— start of Data for processing —

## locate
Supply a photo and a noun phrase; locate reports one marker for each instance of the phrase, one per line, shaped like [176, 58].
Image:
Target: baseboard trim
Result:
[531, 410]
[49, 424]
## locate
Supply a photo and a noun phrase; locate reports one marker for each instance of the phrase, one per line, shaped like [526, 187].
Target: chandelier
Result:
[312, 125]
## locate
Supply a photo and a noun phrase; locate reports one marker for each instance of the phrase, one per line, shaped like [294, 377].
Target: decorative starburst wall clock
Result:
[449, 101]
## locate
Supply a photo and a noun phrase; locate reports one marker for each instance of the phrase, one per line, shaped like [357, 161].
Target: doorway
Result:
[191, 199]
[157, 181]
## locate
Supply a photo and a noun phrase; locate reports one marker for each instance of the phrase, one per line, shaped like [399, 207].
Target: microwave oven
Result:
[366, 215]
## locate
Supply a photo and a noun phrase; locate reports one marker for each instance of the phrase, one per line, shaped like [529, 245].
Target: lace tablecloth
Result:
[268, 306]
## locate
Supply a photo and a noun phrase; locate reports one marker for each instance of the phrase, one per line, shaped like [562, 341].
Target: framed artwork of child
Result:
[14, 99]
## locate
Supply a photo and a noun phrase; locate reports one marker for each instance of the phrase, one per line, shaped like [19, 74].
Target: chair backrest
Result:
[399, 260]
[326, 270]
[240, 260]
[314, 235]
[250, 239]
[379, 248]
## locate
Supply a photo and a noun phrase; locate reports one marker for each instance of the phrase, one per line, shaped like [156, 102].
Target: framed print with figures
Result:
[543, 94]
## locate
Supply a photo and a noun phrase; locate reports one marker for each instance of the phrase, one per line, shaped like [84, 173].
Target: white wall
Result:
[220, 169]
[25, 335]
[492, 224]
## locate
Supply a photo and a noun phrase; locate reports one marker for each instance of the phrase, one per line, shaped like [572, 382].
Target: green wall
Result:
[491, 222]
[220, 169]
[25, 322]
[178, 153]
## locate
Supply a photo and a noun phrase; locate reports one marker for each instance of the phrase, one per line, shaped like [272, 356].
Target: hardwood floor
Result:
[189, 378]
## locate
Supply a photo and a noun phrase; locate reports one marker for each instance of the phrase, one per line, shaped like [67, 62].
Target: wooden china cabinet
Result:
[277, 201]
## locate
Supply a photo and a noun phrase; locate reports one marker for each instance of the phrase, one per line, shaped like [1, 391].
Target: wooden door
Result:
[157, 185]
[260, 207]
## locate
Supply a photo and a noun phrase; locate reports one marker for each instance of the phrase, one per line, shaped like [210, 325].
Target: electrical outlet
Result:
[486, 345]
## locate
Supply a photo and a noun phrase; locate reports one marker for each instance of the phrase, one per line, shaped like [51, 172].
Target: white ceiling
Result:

— end of Data for processing —

Set task:
Count the lines in the data above that contain the string "white", matching case exactly, and reply with only that number.

Reply to the exercise:
2